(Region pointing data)

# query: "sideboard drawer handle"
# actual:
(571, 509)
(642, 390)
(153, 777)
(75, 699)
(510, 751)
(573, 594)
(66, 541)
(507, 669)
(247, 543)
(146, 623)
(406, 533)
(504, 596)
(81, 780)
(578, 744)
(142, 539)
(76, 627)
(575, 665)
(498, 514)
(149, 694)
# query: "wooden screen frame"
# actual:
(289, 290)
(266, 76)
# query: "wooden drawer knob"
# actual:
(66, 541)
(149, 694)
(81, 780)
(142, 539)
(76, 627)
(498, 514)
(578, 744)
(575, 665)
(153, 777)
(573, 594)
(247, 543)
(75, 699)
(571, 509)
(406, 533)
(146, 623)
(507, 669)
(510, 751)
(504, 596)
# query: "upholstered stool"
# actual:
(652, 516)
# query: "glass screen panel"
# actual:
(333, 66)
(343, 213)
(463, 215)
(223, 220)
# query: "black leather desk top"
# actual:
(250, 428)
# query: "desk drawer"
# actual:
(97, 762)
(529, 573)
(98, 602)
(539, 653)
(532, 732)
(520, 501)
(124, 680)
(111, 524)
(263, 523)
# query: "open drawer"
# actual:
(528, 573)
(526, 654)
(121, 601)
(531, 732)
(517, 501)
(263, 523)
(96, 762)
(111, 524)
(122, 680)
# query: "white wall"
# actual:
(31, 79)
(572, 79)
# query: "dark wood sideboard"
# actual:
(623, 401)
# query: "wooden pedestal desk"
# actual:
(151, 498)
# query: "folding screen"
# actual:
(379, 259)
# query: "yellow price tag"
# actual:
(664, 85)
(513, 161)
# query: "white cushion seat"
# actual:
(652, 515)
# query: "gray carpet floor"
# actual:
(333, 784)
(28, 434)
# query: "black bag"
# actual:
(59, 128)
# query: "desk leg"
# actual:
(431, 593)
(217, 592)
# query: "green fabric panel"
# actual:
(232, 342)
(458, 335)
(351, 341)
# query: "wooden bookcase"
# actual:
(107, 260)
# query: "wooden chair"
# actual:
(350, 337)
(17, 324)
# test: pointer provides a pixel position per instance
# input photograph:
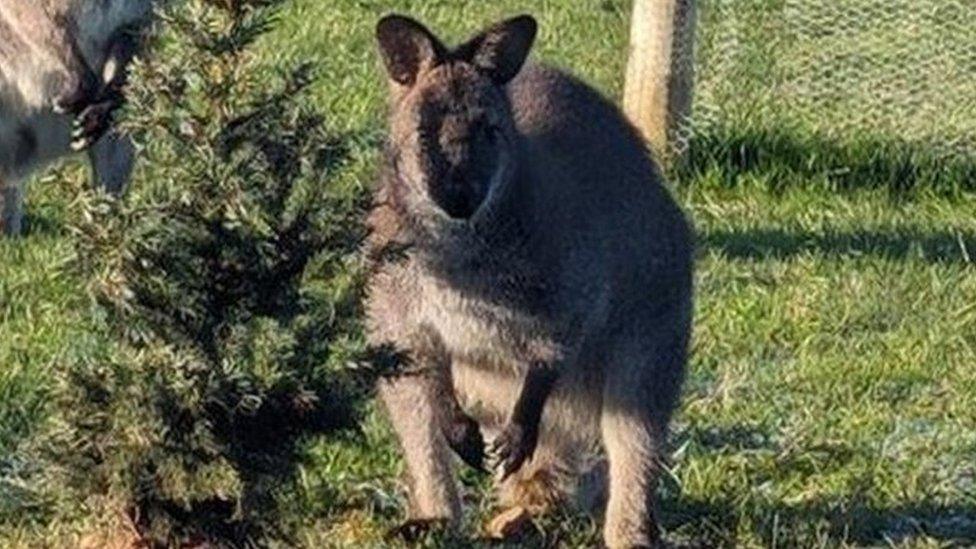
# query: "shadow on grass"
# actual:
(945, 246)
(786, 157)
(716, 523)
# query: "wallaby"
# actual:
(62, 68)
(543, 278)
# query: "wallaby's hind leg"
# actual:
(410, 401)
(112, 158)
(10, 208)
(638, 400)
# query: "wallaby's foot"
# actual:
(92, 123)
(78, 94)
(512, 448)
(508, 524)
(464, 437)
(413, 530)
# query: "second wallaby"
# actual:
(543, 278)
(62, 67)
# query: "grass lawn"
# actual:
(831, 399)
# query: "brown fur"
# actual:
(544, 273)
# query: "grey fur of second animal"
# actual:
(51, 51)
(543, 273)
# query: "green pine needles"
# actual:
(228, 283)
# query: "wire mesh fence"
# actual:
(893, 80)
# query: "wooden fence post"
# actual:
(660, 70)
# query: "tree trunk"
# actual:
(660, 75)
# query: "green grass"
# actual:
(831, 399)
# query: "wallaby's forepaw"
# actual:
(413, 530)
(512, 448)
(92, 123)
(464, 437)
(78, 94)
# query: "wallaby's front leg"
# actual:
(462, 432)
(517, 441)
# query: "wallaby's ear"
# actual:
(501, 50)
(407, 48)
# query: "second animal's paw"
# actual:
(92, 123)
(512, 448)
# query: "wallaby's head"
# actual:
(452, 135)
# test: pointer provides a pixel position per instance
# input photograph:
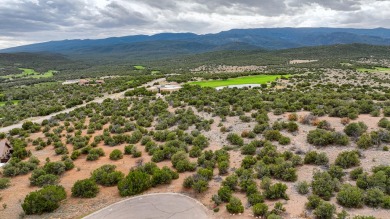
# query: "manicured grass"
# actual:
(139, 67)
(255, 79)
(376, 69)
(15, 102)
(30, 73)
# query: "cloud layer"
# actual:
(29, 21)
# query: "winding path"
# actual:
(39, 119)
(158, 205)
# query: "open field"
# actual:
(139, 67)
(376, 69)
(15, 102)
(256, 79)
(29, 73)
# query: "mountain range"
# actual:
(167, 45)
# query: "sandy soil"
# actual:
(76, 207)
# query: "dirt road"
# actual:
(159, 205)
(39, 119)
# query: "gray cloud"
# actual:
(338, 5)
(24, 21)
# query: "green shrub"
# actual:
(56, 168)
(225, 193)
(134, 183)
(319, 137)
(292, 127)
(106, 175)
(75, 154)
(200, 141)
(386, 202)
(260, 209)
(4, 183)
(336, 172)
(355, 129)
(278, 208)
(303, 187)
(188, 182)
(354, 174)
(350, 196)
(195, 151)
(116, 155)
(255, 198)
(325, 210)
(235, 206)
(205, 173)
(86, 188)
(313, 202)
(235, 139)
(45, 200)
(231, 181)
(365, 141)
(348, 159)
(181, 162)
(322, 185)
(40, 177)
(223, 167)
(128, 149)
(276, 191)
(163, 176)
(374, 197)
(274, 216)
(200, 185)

* * *

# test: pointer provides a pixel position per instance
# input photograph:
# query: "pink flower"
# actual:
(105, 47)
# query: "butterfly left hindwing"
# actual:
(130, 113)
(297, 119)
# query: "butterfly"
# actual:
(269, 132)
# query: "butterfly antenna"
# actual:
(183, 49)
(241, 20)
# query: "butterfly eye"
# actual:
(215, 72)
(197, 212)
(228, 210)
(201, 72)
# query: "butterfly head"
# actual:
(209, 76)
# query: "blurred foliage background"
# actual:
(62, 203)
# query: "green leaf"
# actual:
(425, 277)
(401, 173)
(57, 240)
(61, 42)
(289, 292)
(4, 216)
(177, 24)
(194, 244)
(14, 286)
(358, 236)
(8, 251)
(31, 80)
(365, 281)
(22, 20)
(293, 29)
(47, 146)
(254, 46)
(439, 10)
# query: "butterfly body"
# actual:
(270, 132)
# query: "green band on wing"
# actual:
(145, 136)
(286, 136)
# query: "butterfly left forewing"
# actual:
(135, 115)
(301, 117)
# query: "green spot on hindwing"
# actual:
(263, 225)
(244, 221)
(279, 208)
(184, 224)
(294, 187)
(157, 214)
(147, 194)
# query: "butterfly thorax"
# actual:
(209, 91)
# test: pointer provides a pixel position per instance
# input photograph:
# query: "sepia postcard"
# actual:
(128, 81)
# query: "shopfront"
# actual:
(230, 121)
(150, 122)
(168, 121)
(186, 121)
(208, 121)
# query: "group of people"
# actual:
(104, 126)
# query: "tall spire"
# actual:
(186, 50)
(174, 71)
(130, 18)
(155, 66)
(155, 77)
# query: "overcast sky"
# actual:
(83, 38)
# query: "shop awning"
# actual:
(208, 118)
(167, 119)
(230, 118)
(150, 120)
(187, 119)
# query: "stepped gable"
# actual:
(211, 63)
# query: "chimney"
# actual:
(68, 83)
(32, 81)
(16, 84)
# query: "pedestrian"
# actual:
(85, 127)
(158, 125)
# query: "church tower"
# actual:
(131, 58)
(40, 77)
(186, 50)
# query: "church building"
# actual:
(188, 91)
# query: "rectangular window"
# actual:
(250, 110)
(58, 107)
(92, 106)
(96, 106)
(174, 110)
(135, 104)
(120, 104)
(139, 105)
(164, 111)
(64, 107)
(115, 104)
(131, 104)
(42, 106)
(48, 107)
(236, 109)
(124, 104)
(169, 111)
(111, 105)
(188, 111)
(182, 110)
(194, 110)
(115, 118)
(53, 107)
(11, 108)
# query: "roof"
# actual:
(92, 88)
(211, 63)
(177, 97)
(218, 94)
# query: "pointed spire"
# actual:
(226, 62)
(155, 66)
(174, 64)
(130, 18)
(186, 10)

---

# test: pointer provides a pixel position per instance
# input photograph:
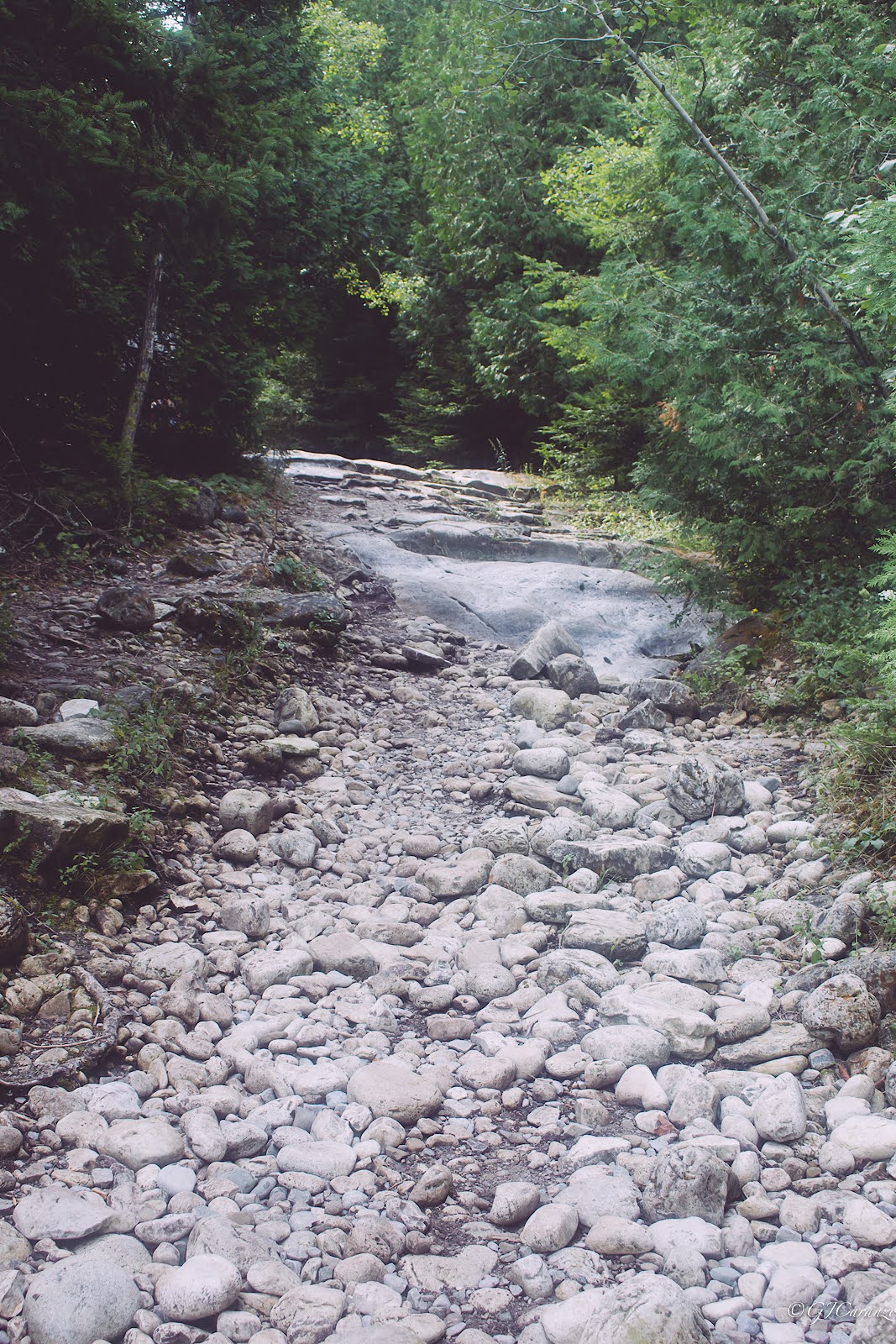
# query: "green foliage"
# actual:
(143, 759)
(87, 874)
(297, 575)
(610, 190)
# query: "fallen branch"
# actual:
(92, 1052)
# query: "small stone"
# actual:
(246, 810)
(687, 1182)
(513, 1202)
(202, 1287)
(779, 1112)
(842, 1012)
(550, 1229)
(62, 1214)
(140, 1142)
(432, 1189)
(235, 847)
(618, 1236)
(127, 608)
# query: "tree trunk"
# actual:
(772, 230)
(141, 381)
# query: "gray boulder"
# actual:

> Requirement
In the entries above, count the lines that include "left" and write nothing but that number.

> Written reply
2